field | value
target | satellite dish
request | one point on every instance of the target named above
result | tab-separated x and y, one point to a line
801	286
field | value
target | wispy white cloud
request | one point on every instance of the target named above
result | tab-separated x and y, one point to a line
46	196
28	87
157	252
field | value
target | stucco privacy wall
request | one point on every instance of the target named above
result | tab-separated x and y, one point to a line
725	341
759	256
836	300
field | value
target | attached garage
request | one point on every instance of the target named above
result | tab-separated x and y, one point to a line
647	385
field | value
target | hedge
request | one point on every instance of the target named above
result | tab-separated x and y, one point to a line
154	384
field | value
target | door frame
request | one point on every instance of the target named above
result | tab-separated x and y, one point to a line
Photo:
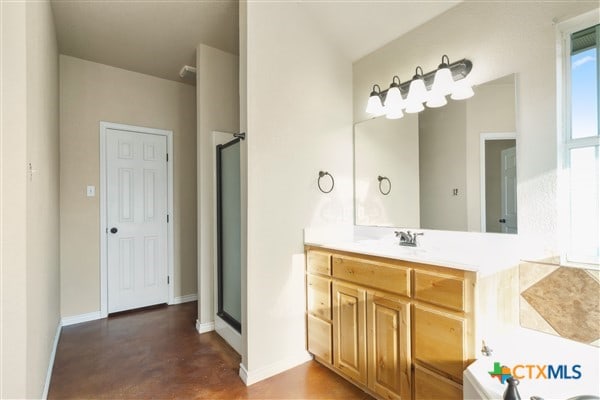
484	137
104	126
223	329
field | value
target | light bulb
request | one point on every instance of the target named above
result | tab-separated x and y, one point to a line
394	98
394	113
414	107
417	91
436	100
443	83
462	90
374	106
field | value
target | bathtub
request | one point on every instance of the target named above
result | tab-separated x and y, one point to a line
547	366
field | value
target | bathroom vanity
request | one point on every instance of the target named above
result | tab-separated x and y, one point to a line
396	326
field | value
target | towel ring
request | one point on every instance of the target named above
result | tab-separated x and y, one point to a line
321	175
381	179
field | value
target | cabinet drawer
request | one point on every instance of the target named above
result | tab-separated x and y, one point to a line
429	385
318	263
443	290
319	338
318	296
438	340
390	278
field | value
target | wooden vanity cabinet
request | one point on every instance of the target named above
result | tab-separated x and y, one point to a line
399	330
349	331
388	345
318	306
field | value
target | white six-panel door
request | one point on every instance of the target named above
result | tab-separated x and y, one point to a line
509	190
136	217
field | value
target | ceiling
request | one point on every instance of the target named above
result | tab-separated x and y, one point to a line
152	37
159	37
359	27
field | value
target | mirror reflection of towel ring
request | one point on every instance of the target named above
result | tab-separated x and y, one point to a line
381	179
321	175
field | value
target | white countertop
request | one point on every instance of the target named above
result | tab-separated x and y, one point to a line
522	348
469	251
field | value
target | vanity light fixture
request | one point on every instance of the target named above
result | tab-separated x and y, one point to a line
394	102
374	106
462	90
417	92
430	88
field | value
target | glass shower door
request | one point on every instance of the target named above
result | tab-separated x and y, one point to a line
228	233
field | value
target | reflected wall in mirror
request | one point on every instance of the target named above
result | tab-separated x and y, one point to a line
445	165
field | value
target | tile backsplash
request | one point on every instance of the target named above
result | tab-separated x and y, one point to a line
561	301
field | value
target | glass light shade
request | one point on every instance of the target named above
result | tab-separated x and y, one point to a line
393	112
462	90
394	99
417	91
374	106
414	107
443	83
436	100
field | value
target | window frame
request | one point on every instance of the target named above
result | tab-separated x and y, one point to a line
566	143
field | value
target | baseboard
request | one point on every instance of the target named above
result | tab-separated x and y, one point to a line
205	327
185	299
51	361
252	377
230	335
77	319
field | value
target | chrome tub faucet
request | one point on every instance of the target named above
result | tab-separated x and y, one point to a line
407	238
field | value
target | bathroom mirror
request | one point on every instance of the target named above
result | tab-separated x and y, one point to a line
448	168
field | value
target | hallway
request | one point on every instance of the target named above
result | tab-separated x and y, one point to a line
158	354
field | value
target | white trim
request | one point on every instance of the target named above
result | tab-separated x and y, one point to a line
51	361
252	377
205	327
485	136
77	319
103	226
563	32
230	335
185	299
223	329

(ASSIGNMENT)
With the pictures dropped, give every entry above again exactly.

(SOLUTION FOR THIS EXERCISE)
field | value
target | satellite dish
request | one point on every instance of the target named above
result | tab-separated x and y, one point to a line
801	286
field | value
target | wispy white cloud
request | one point on every instance of the target named above
result | tab-separated x and y, one point to a line
46	196
28	87
157	252
field | value
target | stucco privacy wall
request | one point on every instance of the target named above
result | tab-separated x and y, one point to a line
725	341
759	256
836	300
field | value
target | attached garage
request | one point on every instance of the target named above
result | tab-separated x and y, one point to a line
647	385
field | value
target | hedge
request | one point on every instance of the target named above
result | tab-separated x and y, one point to a line
154	384
field | value
target | door frame
request | one point on every instance of the target named above
result | tab-separated x and y, one point to a line
Photo:
484	137
104	126
223	329
field | value
target | light bulb
request | one point on every instance of the target named above
result | tab-separated x and y, one point to a line
394	98
394	113
414	107
417	91
436	100
443	83
462	90
374	106
field | value
target | bathtub
request | one point on every instance of the target named above
result | tab-separated x and y, one point to a line
547	366
field | value
target | bathroom vanity
request | one point on every instance of the target named above
result | tab-separated x and y, one point to a line
396	326
field | value
target | towel ring
request | one point on every instance of the target named above
result | tab-separated x and y, one point to a line
321	175
381	179
field | value
target | cabinet drawer
request | one point on every instance of the target named above
result | tab-separated x and y, one point to a line
429	385
318	263
443	290
319	338
318	296
438	340
390	278
field | value
target | wooden vanity cabinet
request | one point on every instance of the target named above
result | tab-separated x and y, one point to a line
399	330
349	331
388	345
318	306
field | value
target | white six-panel door
request | one point on every instance of the target named above
result | tab-separated x and y, one point to a line
509	190
136	217
field | value
target | ceiling
request | one point on every instance of the target named above
result | tab-separated x and y, one point to a line
152	37
159	37
359	27
field | value
target | mirror reflection of towel ring
request | one point on every instance of the target named above
result | tab-separated x and y, one point to a line
381	179
321	175
field | value
target | white countertop
request | one point on every instance of the target named above
result | tab-separated x and y, one point to a line
522	348
469	251
field | value
target | vanity light fixture
request | one point on every instance of the target named above
result | tab-separated x and y, one point to a line
394	102
374	106
462	90
417	92
430	88
field | value
target | glass shower door
request | one point on every instance of the target named above
result | tab-separated x and y, one point to a line
228	233
field | value
target | reflected wall in mirror
request | one point on every instance of the target named above
result | tab-separated x and y, one point to a line
445	165
field | value
target | tile backsplash
request | one point on every instance of the target named above
result | tab-separated x and y, one point to a line
561	301
field | value
target | glass light shade
request | one point on every instance of the target named above
result | tab-separated x and y, one point to a line
393	112
462	90
394	99
417	91
374	106
414	107
443	83
436	100
field | value
target | window frame
request | one point on every instance of the target named above
result | tab-separated x and y, one point to a line
566	143
field | value
target | baseboard
request | one point on every instance of the target named above
result | tab-separated x and y, one point to a line
205	327
185	299
51	361
252	377
230	335
77	319
field | value
target | chrome tub faucet
request | one point on every instance of the target named above
result | tab-separated x and y, one point to a line
407	238
field | value
target | bathroom mirror
request | one point on every instance of the target named above
result | tab-separated x and y, one point to a line
448	168
field | value
target | hallway
request | one point on every instance of the target named above
result | tab-separated x and y, one point to a line
158	354
field | value
target | white trim
request | one point on every instance of the target named above
result | tab-separated x and y, one point to a line
51	361
252	377
205	327
485	136
77	319
103	226
563	32
230	335
185	299
223	329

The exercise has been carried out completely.